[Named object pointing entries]
- - -

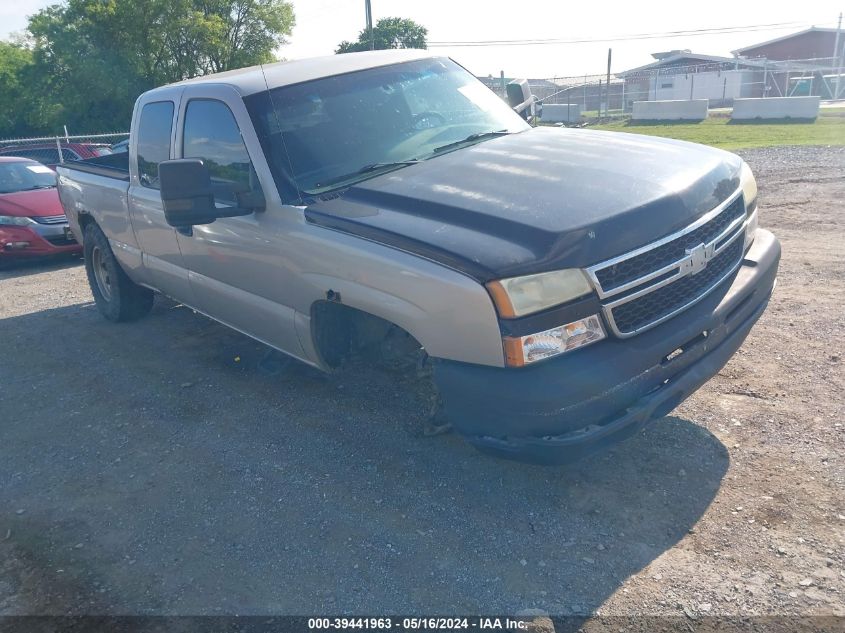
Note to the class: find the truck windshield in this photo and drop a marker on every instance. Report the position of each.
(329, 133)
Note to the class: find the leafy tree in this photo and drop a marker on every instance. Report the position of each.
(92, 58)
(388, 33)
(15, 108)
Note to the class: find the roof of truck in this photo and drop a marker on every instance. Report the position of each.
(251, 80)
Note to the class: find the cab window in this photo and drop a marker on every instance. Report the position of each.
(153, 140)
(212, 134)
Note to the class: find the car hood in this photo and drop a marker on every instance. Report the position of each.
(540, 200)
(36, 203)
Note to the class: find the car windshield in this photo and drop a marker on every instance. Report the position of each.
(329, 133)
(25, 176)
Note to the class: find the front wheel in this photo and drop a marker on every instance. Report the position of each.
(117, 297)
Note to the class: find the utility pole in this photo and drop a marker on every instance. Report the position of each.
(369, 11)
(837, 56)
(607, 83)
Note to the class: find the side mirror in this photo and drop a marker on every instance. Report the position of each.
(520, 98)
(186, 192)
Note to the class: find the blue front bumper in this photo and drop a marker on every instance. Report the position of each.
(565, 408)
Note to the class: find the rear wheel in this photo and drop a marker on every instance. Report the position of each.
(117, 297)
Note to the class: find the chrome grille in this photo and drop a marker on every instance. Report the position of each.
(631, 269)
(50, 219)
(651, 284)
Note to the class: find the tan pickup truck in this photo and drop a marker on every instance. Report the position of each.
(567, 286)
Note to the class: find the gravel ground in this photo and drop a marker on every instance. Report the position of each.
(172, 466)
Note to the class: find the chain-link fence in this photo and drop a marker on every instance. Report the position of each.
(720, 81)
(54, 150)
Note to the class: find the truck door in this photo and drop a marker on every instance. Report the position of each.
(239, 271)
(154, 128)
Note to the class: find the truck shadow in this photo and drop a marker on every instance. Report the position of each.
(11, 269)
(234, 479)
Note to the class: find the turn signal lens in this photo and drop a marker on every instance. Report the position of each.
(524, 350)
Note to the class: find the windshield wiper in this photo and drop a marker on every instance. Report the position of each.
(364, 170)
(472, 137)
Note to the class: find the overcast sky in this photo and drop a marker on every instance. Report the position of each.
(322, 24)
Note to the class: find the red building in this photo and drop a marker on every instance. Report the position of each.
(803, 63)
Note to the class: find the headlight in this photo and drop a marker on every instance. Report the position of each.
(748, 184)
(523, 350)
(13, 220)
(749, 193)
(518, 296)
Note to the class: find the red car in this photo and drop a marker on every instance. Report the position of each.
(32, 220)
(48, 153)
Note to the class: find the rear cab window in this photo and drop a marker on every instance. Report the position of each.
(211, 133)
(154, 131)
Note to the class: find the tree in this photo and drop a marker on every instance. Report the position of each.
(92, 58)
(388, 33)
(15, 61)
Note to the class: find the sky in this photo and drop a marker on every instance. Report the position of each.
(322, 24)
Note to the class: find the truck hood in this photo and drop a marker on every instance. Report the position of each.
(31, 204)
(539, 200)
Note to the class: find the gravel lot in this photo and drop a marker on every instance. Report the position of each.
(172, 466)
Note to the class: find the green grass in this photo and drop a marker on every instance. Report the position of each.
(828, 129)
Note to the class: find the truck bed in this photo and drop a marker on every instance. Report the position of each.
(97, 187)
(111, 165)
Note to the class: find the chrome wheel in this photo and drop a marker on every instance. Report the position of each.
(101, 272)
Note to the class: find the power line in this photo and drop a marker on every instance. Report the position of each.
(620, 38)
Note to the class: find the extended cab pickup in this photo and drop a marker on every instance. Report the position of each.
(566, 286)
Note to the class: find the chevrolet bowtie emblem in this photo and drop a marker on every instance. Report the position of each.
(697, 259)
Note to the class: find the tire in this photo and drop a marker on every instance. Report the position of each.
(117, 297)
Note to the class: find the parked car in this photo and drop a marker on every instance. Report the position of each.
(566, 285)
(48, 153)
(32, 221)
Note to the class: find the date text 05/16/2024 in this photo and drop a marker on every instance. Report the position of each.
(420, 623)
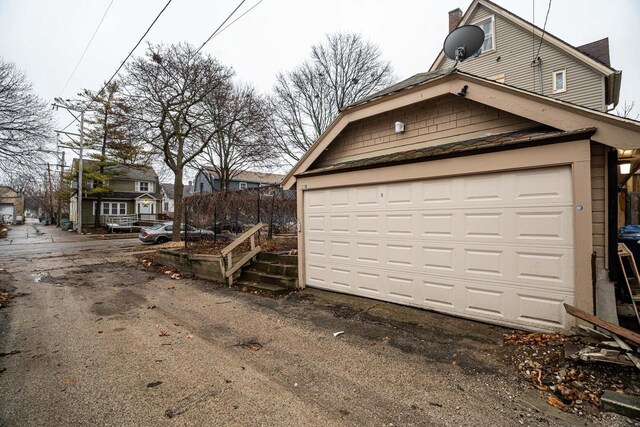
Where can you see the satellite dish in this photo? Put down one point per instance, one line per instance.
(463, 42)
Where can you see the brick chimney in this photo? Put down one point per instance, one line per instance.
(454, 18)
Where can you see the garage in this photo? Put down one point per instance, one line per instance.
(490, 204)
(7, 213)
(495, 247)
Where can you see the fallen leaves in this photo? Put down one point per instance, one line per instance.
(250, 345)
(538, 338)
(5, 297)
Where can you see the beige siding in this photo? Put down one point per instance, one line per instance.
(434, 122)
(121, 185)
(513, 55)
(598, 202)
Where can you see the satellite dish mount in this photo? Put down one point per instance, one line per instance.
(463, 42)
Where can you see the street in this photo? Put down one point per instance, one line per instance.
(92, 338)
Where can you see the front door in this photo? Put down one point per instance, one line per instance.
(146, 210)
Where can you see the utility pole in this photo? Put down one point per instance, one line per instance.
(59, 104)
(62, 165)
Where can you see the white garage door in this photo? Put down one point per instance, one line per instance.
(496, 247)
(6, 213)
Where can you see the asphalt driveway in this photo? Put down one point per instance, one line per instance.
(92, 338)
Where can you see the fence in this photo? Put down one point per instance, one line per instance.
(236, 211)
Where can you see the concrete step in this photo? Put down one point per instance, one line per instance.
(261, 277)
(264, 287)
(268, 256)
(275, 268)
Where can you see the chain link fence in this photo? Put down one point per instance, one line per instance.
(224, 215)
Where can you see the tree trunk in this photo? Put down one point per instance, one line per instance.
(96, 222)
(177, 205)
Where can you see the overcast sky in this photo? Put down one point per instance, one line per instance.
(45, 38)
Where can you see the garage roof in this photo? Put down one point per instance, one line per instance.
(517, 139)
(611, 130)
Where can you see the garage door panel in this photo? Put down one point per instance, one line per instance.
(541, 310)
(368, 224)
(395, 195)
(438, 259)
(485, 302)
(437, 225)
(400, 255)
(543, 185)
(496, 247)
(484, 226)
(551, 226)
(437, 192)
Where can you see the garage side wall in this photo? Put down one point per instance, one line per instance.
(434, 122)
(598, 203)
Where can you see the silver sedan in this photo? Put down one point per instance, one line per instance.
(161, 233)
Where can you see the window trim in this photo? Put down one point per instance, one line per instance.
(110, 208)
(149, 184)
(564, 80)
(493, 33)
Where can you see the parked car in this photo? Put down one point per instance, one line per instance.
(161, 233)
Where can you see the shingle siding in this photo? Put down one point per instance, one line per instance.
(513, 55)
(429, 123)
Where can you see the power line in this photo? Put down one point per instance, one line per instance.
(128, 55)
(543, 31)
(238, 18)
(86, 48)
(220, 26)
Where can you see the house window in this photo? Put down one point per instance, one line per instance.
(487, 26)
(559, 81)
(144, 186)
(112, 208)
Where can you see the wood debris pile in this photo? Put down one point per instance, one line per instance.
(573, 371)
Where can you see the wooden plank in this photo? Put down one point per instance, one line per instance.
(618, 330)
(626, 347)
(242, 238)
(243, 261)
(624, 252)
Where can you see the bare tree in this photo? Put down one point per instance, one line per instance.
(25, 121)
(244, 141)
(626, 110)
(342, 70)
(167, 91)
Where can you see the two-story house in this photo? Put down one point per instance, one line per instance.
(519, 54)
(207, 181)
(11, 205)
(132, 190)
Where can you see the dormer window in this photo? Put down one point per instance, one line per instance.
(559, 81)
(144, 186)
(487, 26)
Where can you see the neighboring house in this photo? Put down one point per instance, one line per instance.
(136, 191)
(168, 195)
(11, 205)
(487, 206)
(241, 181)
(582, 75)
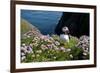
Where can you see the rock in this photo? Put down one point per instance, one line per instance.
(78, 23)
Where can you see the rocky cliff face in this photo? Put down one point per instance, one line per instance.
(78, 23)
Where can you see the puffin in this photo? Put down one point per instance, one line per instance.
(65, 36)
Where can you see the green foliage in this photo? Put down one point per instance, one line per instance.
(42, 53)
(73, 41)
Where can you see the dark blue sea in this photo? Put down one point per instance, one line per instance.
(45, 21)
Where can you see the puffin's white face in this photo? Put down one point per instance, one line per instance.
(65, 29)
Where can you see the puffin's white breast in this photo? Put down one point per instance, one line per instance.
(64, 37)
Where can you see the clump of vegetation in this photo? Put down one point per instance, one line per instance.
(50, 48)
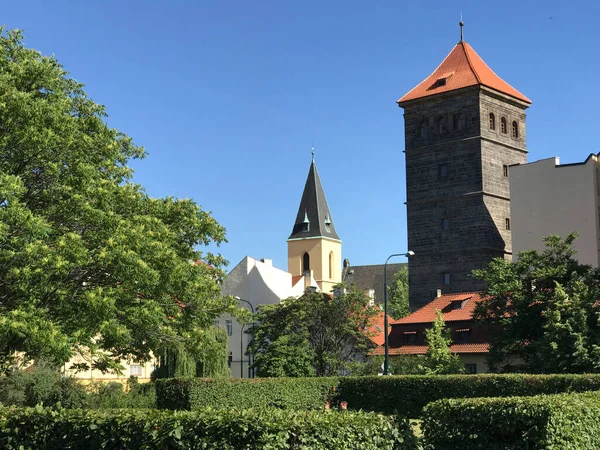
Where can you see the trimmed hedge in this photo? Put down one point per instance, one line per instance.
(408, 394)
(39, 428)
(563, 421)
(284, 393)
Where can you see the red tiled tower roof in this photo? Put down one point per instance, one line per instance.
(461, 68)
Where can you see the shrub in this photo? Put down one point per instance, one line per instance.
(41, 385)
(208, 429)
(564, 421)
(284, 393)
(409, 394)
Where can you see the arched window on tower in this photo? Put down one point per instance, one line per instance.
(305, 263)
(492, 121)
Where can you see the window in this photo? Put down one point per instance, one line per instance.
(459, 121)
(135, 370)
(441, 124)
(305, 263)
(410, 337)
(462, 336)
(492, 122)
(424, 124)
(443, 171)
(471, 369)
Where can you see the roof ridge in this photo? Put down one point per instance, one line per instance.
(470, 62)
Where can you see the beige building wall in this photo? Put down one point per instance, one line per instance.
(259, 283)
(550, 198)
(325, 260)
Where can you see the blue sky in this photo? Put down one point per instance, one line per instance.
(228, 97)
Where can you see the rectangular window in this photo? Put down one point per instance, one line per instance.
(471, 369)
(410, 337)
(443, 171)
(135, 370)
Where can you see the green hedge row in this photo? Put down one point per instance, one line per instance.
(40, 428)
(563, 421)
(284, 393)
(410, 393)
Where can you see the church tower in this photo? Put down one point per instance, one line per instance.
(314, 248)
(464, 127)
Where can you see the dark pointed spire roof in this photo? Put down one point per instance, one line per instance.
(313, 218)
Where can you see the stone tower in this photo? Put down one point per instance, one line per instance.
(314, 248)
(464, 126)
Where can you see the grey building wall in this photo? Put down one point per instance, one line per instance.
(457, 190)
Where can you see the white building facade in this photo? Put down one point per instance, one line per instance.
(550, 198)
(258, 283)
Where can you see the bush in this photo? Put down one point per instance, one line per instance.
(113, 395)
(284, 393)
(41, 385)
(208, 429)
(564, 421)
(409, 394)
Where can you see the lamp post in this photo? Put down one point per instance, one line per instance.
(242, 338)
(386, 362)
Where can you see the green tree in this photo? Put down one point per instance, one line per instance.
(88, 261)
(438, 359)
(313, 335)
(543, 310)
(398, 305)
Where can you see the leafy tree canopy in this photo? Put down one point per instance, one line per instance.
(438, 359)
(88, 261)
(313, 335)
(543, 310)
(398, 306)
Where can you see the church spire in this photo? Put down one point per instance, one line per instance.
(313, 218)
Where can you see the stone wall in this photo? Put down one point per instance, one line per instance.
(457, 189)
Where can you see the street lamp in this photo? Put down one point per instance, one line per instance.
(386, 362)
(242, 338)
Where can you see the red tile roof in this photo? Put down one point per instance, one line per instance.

- - -

# [Exercise task]
Copy exactly the lines of the listing above, beginning at the line with "Where can you see the church spire" and ending at its final line; write out nothing else.

# [The response]
Where can you see the church spire in this photo? Put down one point per instance, one line per instance.
(313, 218)
Where can you see the stone wall in this photo? Put down one point per instance, one line per instance.
(457, 189)
Where can you see the street lamp in this photo? Put down one point per instance, one line per instance.
(386, 362)
(242, 338)
Where can you see the red tile roof in this photo? Put down one point per instance, one line per instance.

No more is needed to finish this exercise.